── Recorded data

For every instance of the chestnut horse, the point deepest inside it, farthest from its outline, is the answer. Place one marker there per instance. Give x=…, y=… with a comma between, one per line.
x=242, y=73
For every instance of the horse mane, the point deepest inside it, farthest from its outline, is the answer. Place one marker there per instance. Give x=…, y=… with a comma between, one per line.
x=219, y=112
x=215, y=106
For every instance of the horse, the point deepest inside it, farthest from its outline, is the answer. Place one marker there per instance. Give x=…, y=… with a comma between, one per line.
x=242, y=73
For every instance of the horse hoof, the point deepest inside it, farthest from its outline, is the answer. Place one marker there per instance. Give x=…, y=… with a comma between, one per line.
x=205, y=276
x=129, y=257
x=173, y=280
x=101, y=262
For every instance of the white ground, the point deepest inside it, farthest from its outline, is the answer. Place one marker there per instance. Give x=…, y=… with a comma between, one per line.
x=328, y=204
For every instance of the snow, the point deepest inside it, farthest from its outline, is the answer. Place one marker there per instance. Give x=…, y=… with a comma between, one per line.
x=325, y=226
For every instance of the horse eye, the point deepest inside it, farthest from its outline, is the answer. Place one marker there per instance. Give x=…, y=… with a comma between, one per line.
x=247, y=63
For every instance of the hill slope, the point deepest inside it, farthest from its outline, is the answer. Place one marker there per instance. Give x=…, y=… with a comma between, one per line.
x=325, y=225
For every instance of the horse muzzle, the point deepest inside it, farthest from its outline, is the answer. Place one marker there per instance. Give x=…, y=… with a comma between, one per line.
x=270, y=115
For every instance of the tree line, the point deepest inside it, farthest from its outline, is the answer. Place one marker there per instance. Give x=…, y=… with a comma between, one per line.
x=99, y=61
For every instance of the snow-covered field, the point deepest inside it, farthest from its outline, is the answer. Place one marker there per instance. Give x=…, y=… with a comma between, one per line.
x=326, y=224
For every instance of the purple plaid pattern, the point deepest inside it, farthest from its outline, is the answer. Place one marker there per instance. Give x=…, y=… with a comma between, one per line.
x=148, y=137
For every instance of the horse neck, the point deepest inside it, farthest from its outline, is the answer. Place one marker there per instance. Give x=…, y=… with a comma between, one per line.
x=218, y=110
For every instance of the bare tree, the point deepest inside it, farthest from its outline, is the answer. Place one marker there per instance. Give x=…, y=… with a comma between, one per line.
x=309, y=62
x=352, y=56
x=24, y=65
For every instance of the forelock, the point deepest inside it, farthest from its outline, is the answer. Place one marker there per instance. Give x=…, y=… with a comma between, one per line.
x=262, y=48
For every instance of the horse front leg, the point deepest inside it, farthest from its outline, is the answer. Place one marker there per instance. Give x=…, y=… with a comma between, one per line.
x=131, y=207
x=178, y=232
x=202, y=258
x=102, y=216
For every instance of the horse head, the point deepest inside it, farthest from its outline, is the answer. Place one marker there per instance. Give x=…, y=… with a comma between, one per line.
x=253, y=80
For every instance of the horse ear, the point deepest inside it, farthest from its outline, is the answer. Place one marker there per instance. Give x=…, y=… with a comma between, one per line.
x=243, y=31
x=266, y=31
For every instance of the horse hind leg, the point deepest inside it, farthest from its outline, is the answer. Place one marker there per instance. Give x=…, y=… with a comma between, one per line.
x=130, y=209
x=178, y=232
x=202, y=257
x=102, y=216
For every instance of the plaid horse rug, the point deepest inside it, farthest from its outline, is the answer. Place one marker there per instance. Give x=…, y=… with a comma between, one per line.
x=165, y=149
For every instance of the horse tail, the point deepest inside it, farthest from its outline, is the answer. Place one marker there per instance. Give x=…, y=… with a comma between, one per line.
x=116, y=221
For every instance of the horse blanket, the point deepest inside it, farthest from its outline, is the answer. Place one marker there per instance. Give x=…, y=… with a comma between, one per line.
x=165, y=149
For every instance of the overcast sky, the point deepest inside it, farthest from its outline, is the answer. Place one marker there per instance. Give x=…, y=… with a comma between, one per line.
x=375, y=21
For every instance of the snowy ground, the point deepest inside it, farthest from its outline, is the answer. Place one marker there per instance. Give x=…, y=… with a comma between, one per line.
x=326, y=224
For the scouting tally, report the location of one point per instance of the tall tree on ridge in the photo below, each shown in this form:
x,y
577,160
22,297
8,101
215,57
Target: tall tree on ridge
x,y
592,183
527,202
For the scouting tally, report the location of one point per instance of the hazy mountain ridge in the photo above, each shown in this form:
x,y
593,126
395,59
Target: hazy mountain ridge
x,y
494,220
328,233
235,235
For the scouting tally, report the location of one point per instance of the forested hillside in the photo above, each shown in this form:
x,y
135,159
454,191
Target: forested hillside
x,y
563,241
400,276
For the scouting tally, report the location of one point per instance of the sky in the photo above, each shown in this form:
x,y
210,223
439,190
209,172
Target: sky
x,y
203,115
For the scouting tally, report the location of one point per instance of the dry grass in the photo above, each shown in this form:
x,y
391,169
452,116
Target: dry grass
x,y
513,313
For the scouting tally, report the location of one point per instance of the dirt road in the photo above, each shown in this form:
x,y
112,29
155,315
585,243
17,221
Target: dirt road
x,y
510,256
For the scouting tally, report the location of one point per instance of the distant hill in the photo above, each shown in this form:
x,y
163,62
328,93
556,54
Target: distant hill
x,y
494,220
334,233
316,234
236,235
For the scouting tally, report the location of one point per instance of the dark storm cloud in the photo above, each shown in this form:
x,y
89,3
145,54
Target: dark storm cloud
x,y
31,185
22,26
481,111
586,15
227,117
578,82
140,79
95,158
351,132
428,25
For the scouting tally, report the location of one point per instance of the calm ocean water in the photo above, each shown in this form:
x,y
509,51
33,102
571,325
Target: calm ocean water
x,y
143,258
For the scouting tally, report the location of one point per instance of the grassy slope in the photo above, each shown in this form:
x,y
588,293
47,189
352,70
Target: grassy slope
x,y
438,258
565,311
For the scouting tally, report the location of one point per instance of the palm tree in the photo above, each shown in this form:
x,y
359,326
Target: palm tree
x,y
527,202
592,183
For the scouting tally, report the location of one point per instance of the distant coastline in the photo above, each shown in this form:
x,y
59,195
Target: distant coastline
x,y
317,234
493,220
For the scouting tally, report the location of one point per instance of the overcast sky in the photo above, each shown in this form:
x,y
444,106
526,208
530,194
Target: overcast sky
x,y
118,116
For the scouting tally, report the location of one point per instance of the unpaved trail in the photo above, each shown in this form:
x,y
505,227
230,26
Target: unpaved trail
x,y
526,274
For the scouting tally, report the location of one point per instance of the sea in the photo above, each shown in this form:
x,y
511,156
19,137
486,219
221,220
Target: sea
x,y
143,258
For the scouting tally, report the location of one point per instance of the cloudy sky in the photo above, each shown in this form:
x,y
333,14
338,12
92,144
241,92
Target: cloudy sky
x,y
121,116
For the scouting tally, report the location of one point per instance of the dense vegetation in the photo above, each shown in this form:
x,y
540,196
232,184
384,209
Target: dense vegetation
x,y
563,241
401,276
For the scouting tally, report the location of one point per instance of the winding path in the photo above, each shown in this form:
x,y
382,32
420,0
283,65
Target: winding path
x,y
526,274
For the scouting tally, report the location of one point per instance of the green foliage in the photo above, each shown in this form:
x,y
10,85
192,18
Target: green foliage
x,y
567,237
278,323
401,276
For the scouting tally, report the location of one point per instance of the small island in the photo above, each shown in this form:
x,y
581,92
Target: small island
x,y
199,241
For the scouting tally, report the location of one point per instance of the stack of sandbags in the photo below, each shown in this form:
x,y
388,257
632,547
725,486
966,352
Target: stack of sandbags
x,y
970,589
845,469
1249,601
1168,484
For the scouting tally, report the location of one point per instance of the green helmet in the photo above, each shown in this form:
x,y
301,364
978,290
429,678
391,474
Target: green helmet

────

## What is needed
Copy every record verbatim.

## Written answer
For every instance of the chestnut horse, the point deepest inside it, farthest from its outline, is the answer. Place one marker there per instance. Give x=…, y=… with a comma between, one per line.
x=242, y=73
For every instance of the horse mane, the point deepest inside it, farthest from its outline, is the answer. Place one marker there per instance. Give x=…, y=… with a comma between, one per line.
x=219, y=112
x=215, y=106
For every instance of the horse, the point deepest inside it, farthest from its outline, is the answer. Place one marker there per instance. Give x=…, y=… with a comma between, one per line.
x=242, y=73
For every instance of the horse hoof, the point deepest inside it, farthest from its outline, is the answer. Place one marker there per instance. Give x=…, y=… with a comma between, one per line.
x=205, y=276
x=129, y=257
x=173, y=280
x=101, y=262
For every instance of the white ground, the point deepest inside it, farthest from its outline, is the answer. Place one marker there per instance. Give x=…, y=… with a comma between, one per line.
x=328, y=204
For every instance of the snow, the point deepest inside it, farthest from its outline, is the answer. Place one marker there per instance. Give x=…, y=… with a comma between, one per line.
x=325, y=226
For every instance of the horse eye, the point deepest inside it, farthest from its outline, is the answer. Place one marker there per instance. Give x=…, y=… with a comma between, one per line.
x=247, y=63
For every instance of the hill slope, the point deepest inside it, farthest from its outline, is the answer. Place one marker there per instance. Give x=…, y=… with a comma between, one per line.
x=325, y=225
For every instance of the horse muzzle, the point deepest inside it, farthest from its outline, is the answer. Place one marker there per instance. Give x=…, y=… with a comma between, one per line.
x=270, y=115
For every instance of the tree line, the point deepest inside it, farthest from its outline, is the answer. Place one marker there per instance. Give x=…, y=… with a comma between, one per line.
x=99, y=61
For every instance of the snow-covered field, the point deepest inside it, farthest from its outline, is the answer. Place one marker there per instance. Give x=…, y=… with a comma between, one per line.
x=326, y=224
For every instance of the purple plaid pattern, the point deepest inside it, farthest from its outline, is the answer. Place one marker there per instance. Give x=…, y=… with a comma between, one per line.
x=148, y=137
For every instance of the horse neck, the point deepest inside it, farthest from its outline, is the answer. Place one marker there per instance. Give x=…, y=… with a comma between, one per line.
x=218, y=110
For every instance of the bare tree, the point deepest inside it, farthest from its outline, is the answer. Place one marker there per instance. Give x=…, y=… with a comma between, one per line.
x=309, y=62
x=352, y=56
x=24, y=65
For every instance of the forelock, the point deepest inside it, farthest from its outline, is the answer. Place one marker there per instance. Give x=…, y=… with a comma between, one per line.
x=262, y=48
For every instance of the horse front leg, the point deepest inside it, farthest from its outline, is the answer. Place one marker there per instance. Give x=…, y=… with a comma between, one per line.
x=131, y=207
x=178, y=232
x=202, y=258
x=102, y=216
For every instance of the horse head, the point deepest inside it, farthest from its outline, is the answer. Place one marker there per instance. Give x=…, y=… with a comma between, one per line.
x=253, y=80
For every instance of the horse ear, the point deepest inside it, farthest from its outline, is the answer. Place one marker there per instance. Give x=…, y=… with a comma between, one per line.
x=243, y=31
x=266, y=31
For every instance of the horse hind leg, the point deepest inside it, farthest from its outline, is the answer. Place one marker there per instance. Give x=…, y=… with a comma between, one per line.
x=130, y=209
x=178, y=232
x=202, y=257
x=102, y=216
For every instance of the plaid horse rug, the point deepest inside it, farthest from its outline, is the answer. Place one marker there per instance. Give x=…, y=… with a comma between, one per line.
x=165, y=149
For every instance of the horse tail, the point deepest inside it, farthest from its outline, is the answer. Place one marker there per instance. Give x=…, y=… with a comma between, one per line.
x=116, y=221
For every instance of the horse blanket, the point deepest inside it, farthest from its outline, is the answer. Place one marker there per instance. Give x=…, y=… with a comma between, one per line.
x=165, y=149
For every instance of the overcast sky, the point deepest inside it, farthest from its outline, is the answer. Place one marker there per instance. Give x=…, y=… with a comma between, one per line.
x=375, y=21
For every instance of the snowy ground, the point deepest inside it, farthest from its outline, is the answer. Place one marker there per instance. Give x=…, y=… with a comma between, one per line.
x=326, y=224
For the scouting tally, report the location of one point per instance of the tall tree on ridge in the photo below, each shown in this form:
x,y
577,160
22,297
8,101
215,57
Target: tall tree on ridge
x,y
592,183
527,202
For the scouting tally, report the location of one point per instance of the hazy mountain ridge in the photo above, each shown in this form:
x,y
593,126
395,59
Target: hazy mountain ridge
x,y
494,220
328,233
235,235
For the scouting tally, report the location of one point per instance of the forested hillside in the photo above, each shown in this form:
x,y
135,159
454,191
Target: forested hillside
x,y
563,241
400,276
For the scouting tally, report the location of one point per instance of the sky in the photo above, each shown in this form:
x,y
210,223
439,190
209,172
Target: sky
x,y
203,115
For the scouting tally, report the location of one point per instance of the dry grass in the photo above, each shown in this form:
x,y
391,169
452,116
Target: dry grass
x,y
513,313
For the scouting tally, report the location of one point per instance of the dirt road in the photo above, each shown in this form:
x,y
112,29
155,315
585,243
17,221
Target: dirt road
x,y
510,256
For the scouting tally, report the location of one point per instance of the distant hill in the photo above, each shown in this form:
x,y
163,62
328,93
556,54
Target: distant hill
x,y
494,220
334,233
316,234
236,235
For the scouting tally, report the location of one point per instance of the dark storm cloud in the photo above, each shown in this form:
x,y
89,3
145,54
Target: dark storm cloud
x,y
31,185
22,26
481,111
586,15
227,117
578,82
140,79
95,158
351,132
428,25
For the scouting tally, report the location of one point per instance of the calm ocean water in the photo above, each shown in this form:
x,y
509,51
33,102
571,325
Target: calm ocean water
x,y
143,258
For the scouting tally, report the location of one point per instance of the grassy slope in the photo above, each shown in this form:
x,y
588,293
47,189
352,70
Target: grassy slope
x,y
438,258
565,311
For the scouting tally, report the location of one point per instance of the palm tree in the photo above, each shown in this form:
x,y
359,326
Target: palm tree
x,y
527,202
592,183
For the scouting tally, report the location of one point per instance of the distant coastline in the photo above, each shown in this form:
x,y
59,195
Target: distant coastline
x,y
317,234
493,220
For the scouting tally, report the location of one point per instance of the overcast sky in the photo above, each shown in this form:
x,y
444,106
526,208
530,194
Target: overcast sky
x,y
118,116
For the scouting tally, report the location of one point per instance of the unpaved trail in the photo above, each shown in this form:
x,y
505,227
230,26
Target: unpaved trail
x,y
526,274
For the scouting tally, report the location of one point per instance of the sea in the photo above, each shown in this form:
x,y
511,156
19,137
486,219
221,220
Target: sea
x,y
143,258
For the scouting tally, report the location of one point per instance of the cloudy sky in the photo above, each shown in this form:
x,y
333,14
338,12
92,144
241,92
Target: cloudy sky
x,y
121,116
For the scouting tally, report the location of one point per instance of the dense vegetation in the photo above, each shown in this form:
x,y
540,196
232,184
384,209
Target: dense vegetation
x,y
563,241
401,276
For the scouting tally, report the location of one point per instance of the winding path in the photo above, each shown in this form:
x,y
382,32
420,0
283,65
Target: winding path
x,y
526,274
For the scouting tally, report the location of one point per instance of the green foliage in the photo above, each shown in this form:
x,y
10,85
192,18
Target: green foliage
x,y
567,237
278,323
401,276
For the scouting tally, report the location of one point per instance of the small island in the photo above, each shown in this form:
x,y
581,92
Target: small island
x,y
199,241
For the scouting tally, report the location of one point per instance of the stack of sandbags in the photo below, each shown in this form:
x,y
388,257
632,547
725,486
966,352
Target: stack of sandbags
x,y
970,589
845,469
1249,601
1168,484
For the scouting tally, report the location of one point per instance of the green helmet in the photo above, each shown in this form:
x,y
301,364
978,290
429,678
391,474
Target: green helmet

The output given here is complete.